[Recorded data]
— Begin —
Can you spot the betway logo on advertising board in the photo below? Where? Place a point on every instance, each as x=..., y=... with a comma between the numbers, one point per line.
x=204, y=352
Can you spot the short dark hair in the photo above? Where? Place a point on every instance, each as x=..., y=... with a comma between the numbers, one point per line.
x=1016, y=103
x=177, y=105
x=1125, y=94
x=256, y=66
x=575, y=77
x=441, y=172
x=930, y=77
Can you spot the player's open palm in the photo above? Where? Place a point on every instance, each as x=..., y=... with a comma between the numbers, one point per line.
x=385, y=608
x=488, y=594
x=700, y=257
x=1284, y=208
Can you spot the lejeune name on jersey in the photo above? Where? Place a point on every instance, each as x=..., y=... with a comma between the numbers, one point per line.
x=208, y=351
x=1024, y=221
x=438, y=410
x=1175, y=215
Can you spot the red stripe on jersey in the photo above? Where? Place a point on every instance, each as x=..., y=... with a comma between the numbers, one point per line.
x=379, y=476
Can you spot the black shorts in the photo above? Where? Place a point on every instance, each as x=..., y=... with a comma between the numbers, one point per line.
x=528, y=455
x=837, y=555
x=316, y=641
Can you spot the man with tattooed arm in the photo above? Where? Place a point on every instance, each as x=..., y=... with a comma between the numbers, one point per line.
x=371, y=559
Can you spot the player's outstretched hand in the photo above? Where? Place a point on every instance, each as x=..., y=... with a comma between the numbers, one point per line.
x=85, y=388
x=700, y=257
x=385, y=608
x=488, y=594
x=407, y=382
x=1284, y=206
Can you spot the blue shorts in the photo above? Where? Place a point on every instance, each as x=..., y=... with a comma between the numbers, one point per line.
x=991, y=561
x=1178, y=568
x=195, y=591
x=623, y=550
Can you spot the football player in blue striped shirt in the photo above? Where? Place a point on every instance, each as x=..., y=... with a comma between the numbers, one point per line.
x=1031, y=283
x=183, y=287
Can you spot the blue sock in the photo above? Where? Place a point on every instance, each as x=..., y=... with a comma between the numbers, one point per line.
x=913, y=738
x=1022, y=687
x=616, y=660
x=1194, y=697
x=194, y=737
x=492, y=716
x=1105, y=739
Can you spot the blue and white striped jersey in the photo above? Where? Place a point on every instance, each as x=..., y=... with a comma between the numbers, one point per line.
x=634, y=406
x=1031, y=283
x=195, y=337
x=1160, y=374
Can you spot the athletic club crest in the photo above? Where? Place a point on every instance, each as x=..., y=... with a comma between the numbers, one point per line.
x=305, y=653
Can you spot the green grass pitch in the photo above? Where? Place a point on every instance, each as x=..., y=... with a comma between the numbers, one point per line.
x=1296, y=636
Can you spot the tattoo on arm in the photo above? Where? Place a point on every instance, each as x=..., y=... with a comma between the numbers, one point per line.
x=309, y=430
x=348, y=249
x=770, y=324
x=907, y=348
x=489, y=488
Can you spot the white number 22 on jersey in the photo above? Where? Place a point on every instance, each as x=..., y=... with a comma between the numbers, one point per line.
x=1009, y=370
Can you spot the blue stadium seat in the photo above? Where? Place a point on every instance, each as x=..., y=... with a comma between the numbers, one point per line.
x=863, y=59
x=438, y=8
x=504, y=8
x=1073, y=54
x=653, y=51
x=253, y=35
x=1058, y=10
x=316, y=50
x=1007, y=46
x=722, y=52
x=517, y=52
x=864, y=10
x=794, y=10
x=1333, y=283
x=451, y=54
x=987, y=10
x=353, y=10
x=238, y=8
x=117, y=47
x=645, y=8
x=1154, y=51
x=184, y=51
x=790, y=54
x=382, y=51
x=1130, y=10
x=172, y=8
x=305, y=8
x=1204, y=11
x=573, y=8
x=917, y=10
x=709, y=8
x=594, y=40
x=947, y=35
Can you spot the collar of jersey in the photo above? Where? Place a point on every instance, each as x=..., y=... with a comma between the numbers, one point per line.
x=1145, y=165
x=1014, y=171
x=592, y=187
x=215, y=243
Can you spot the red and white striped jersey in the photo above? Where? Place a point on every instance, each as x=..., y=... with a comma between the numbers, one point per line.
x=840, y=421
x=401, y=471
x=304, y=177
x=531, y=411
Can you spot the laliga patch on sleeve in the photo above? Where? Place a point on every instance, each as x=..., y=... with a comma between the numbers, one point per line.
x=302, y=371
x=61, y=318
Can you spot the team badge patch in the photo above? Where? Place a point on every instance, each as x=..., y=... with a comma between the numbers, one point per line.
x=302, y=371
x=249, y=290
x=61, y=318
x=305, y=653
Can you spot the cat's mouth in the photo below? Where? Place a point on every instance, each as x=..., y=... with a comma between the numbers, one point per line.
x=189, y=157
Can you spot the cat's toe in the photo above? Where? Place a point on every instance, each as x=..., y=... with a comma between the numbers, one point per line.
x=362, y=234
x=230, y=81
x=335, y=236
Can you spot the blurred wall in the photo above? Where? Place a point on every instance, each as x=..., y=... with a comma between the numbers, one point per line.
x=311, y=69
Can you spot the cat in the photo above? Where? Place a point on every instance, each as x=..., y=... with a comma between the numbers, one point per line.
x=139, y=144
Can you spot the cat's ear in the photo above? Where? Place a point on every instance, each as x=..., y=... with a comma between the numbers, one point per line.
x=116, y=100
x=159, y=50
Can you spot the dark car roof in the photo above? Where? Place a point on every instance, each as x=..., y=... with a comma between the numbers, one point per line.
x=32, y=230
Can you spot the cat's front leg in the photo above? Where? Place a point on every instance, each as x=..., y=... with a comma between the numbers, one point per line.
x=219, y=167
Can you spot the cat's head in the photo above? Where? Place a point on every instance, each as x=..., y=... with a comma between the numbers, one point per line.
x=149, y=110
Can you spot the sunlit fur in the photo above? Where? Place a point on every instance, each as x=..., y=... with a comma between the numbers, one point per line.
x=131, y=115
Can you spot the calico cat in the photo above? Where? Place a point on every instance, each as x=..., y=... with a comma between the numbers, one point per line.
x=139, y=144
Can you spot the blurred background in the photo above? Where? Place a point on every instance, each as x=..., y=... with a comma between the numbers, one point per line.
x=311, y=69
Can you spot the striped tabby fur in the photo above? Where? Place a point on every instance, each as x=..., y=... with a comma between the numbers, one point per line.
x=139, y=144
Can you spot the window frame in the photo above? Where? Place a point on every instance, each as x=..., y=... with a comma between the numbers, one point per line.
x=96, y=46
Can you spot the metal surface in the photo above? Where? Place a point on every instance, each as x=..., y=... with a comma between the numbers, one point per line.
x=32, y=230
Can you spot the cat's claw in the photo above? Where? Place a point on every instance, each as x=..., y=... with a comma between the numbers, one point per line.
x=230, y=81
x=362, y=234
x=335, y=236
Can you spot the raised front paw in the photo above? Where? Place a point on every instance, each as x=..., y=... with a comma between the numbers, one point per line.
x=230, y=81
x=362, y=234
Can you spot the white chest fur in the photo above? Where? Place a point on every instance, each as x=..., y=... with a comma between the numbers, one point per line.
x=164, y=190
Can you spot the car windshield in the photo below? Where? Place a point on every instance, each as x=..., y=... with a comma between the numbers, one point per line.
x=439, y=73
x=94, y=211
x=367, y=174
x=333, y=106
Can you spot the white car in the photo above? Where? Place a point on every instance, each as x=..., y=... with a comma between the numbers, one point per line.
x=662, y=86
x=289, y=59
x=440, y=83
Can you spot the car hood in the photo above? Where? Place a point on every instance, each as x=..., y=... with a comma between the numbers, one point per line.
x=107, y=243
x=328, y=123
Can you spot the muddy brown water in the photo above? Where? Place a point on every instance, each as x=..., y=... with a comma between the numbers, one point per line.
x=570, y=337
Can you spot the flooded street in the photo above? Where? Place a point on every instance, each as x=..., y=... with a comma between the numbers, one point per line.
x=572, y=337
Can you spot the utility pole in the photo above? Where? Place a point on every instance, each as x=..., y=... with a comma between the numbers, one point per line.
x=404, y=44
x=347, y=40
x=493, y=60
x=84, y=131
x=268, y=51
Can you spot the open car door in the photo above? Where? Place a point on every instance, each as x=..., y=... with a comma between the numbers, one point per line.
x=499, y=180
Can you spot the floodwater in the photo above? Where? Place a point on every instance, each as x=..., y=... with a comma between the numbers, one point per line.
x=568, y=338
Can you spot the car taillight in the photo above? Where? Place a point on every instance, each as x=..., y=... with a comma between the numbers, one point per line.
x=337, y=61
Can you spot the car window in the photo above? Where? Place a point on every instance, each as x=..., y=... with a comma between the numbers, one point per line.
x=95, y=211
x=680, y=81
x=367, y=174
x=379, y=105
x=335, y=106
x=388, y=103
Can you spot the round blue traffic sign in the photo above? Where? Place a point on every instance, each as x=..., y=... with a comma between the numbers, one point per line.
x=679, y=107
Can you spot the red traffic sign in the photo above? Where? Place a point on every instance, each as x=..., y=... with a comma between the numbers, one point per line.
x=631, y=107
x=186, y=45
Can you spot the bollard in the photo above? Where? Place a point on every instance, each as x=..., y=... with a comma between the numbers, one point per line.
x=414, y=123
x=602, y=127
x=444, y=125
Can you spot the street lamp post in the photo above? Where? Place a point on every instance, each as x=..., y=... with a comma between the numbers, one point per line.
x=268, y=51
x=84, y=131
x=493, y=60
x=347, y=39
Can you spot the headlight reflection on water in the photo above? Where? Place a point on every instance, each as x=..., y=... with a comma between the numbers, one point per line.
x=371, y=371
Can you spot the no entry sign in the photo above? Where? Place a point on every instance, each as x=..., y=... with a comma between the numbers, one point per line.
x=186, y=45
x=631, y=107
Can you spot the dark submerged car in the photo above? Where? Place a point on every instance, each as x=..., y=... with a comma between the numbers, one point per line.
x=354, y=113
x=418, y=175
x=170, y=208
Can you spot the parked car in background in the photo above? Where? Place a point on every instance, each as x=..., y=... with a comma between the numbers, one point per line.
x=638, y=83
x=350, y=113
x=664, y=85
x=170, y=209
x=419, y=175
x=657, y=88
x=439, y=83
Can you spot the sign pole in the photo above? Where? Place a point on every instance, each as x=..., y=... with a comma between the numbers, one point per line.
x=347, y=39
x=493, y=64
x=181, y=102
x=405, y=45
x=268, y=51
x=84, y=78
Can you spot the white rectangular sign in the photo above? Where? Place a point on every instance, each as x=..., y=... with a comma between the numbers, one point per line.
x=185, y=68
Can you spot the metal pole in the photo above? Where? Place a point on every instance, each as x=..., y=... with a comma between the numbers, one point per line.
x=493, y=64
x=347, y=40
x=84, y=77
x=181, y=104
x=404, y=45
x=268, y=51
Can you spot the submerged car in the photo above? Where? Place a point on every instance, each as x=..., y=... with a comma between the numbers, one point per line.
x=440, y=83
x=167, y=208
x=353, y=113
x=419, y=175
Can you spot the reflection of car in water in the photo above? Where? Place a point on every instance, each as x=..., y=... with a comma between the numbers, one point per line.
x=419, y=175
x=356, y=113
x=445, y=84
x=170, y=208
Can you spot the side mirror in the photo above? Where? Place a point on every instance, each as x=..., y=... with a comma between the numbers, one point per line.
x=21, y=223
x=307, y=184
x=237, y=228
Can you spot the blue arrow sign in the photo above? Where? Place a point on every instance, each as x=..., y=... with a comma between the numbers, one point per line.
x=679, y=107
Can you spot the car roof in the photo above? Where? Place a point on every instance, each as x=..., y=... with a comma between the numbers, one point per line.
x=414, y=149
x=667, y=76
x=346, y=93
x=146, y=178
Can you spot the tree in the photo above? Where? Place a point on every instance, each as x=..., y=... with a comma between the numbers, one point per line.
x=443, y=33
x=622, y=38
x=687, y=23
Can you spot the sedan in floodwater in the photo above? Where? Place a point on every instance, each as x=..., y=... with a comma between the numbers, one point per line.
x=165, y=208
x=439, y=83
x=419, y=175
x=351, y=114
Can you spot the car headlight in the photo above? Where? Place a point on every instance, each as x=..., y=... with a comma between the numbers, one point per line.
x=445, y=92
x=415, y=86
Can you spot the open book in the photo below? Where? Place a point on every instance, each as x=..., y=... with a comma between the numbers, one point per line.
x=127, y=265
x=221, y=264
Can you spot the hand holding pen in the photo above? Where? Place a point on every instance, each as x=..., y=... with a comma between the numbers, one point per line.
— End —
Reproduce word for word the lines of the records above, from the very first line through the line holding "x=379, y=476", with both ends included.

Can you spot the betway logo on advertising board in the photo below? Where? Place a point on every instance, each as x=..., y=... with a comma between the numbers, one point per line.
x=204, y=352
Can you spot the short dark hair in the photo above? Where? Place a point on every instance, each as x=..., y=... with a comma between the numbers, one point per line.
x=1016, y=103
x=177, y=105
x=1125, y=94
x=256, y=66
x=575, y=77
x=441, y=172
x=930, y=77
Can you spot the player's open palm in the photo above? Where? Place a point on every instance, each as x=..., y=... with a comma between the numbers, one point per line.
x=385, y=608
x=488, y=594
x=700, y=257
x=1284, y=208
Can you spot the lejeune name on jersey in the photo above? Where? Place a point on every instance, each as x=..., y=... with a comma between the numbers, one point per line.
x=208, y=351
x=1024, y=221
x=438, y=410
x=1175, y=215
Can you spot the red stripe on jersey in the photo above? Where? Place a point on every instance, each as x=..., y=... with a comma between the numbers, one point per line.
x=379, y=476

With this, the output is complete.